■ Excerpts of pointing data ■
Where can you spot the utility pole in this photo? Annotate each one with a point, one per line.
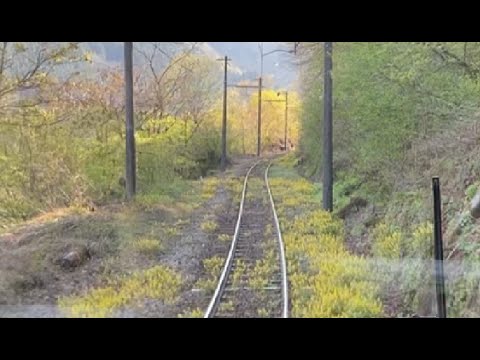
(130, 166)
(259, 122)
(259, 107)
(223, 160)
(327, 131)
(286, 120)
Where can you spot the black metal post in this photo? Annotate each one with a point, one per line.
(259, 123)
(327, 131)
(130, 166)
(439, 275)
(223, 161)
(286, 120)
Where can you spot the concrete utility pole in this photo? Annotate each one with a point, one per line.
(130, 166)
(223, 160)
(262, 55)
(286, 120)
(259, 122)
(327, 131)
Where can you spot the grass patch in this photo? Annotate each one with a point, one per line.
(209, 226)
(147, 246)
(158, 282)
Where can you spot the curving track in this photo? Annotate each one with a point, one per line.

■ TASK STATEMENT ■
Set down the records in full and exactly. Do not carry over any image.

■ COMPLETE RESPONSE ■
Where can you spot the utility pole in this photo? Annotate each one with a point, one per line.
(130, 166)
(259, 122)
(259, 107)
(223, 160)
(327, 131)
(286, 120)
Where can you spot the black metal post in this photo? Annotate each one with a point, one per line.
(259, 123)
(327, 131)
(130, 166)
(439, 275)
(223, 161)
(286, 120)
Where can you spot the concrete utility pole in this photo? Annotate each one with a point, one per line.
(130, 166)
(223, 160)
(262, 55)
(286, 120)
(259, 122)
(327, 131)
Where can you spot the grass patch in this photo? Annotate each one with a point, one per line.
(209, 226)
(147, 246)
(158, 282)
Where can you spot the curving track in this photo? Annotate each one with a point, one per line.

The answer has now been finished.